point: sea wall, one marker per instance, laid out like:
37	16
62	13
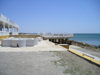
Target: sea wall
84	45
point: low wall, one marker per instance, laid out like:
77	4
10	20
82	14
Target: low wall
25	36
84	45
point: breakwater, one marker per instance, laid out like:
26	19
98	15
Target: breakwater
84	45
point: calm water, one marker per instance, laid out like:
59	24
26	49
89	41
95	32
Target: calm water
93	39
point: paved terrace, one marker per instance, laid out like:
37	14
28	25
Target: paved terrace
45	58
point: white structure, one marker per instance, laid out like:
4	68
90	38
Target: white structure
20	42
7	26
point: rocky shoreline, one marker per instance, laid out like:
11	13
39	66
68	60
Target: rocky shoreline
85	45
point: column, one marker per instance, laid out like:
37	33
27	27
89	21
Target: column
3	26
8	28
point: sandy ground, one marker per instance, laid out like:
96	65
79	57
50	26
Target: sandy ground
95	53
45	58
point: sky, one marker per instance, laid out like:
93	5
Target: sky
56	16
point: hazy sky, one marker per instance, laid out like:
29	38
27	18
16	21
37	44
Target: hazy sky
58	16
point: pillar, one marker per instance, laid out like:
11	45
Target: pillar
8	28
3	26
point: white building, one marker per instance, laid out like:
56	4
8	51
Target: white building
7	27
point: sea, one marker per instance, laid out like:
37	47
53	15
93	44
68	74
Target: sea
92	39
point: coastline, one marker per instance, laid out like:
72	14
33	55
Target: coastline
85	45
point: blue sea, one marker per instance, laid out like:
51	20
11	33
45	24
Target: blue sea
92	39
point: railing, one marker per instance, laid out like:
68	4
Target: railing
57	35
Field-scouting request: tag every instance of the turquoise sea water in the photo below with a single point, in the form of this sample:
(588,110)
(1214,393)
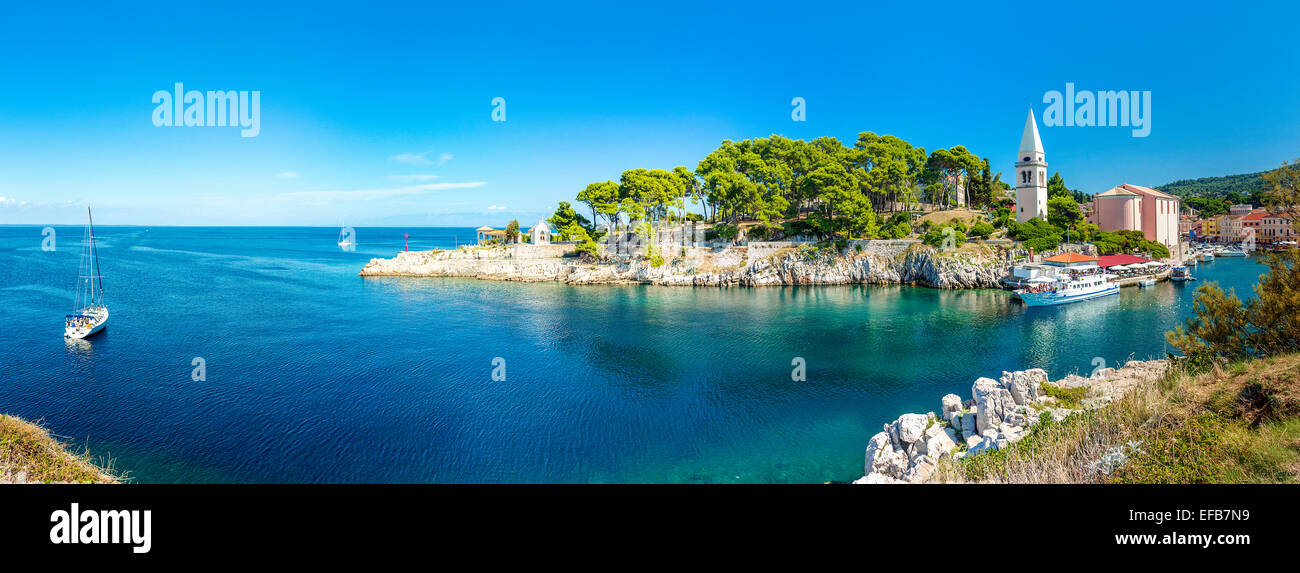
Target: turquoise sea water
(315,374)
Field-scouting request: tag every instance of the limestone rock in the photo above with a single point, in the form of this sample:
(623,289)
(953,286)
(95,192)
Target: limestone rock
(952,403)
(876,478)
(911,428)
(992,403)
(883,458)
(919,471)
(1023,385)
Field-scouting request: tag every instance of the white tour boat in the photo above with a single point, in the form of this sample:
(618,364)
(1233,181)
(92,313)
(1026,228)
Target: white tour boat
(91,315)
(1075,283)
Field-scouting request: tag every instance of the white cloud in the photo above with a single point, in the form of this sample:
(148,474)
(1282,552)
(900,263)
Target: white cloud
(414,177)
(412,159)
(420,159)
(369,194)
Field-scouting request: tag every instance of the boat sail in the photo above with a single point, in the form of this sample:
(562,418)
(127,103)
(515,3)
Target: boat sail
(345,237)
(90,315)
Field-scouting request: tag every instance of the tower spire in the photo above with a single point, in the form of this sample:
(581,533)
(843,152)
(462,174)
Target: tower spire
(1030,142)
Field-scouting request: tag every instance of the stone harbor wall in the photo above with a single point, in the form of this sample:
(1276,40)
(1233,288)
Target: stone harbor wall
(861,263)
(999,413)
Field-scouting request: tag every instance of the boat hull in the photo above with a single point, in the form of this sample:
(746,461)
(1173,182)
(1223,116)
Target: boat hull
(1051,299)
(82,331)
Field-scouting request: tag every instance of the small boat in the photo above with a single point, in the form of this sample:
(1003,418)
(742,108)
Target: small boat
(345,237)
(1071,287)
(90,315)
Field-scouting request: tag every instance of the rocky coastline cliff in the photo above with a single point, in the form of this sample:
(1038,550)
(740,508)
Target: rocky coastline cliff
(999,413)
(861,263)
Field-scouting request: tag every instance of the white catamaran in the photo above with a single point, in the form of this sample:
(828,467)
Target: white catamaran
(345,237)
(90,315)
(1073,285)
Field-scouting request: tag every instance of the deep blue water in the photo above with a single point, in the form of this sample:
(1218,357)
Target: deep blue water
(315,374)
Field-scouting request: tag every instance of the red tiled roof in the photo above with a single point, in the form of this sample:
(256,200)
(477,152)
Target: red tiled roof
(1070,257)
(1112,260)
(1147,191)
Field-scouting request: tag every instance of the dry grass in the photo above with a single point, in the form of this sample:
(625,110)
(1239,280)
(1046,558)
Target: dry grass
(939,217)
(1233,425)
(29,454)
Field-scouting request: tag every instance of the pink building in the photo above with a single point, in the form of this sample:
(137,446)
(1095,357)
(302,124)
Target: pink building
(1136,208)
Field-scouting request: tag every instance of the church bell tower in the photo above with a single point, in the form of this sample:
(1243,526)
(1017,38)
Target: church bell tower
(1031,174)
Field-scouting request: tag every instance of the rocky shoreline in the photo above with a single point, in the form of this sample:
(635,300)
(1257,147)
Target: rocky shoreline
(999,413)
(973,267)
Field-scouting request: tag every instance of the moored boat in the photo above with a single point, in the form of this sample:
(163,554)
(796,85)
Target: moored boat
(1074,286)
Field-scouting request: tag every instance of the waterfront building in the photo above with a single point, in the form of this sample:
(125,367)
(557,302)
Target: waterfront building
(1070,259)
(540,233)
(485,234)
(1031,174)
(1136,208)
(1252,225)
(1230,228)
(1209,228)
(1278,228)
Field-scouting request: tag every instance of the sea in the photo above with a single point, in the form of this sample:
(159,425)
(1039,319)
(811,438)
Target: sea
(259,355)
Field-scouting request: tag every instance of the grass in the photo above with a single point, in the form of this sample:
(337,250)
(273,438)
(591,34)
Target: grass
(29,450)
(1066,398)
(1235,424)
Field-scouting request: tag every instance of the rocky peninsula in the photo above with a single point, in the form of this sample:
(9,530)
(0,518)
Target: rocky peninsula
(999,413)
(771,264)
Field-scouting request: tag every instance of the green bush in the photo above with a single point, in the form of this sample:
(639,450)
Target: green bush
(936,235)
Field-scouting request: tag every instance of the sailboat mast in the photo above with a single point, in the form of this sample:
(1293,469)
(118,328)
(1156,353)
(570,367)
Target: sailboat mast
(98,280)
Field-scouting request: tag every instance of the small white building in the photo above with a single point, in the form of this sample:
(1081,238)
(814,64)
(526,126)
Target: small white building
(540,233)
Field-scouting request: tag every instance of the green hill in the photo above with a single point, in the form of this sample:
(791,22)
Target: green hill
(1218,187)
(1212,195)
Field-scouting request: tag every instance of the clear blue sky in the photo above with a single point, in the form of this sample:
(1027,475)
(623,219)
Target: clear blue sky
(381,114)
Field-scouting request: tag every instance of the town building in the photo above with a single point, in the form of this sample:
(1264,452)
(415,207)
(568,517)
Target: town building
(1278,228)
(1209,228)
(486,234)
(540,233)
(1136,208)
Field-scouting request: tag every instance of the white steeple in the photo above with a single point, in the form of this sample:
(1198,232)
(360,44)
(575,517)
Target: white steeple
(1030,142)
(1031,174)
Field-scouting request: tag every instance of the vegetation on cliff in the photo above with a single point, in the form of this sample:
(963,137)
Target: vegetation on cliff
(29,454)
(1229,412)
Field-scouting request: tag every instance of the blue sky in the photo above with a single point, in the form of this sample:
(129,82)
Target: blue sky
(381,114)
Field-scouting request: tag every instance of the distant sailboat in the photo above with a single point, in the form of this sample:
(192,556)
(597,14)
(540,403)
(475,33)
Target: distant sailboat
(345,238)
(90,315)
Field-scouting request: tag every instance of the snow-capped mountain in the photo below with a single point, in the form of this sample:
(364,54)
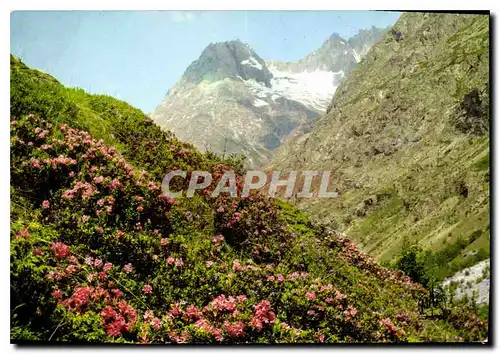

· · ·

Per favore, elenca tutte le righe del materiale in cui compare la parola "bush".

Field-scouting request: tag every instance of the green bush in the photo above with a single point, in the form of this sample:
Target: green bush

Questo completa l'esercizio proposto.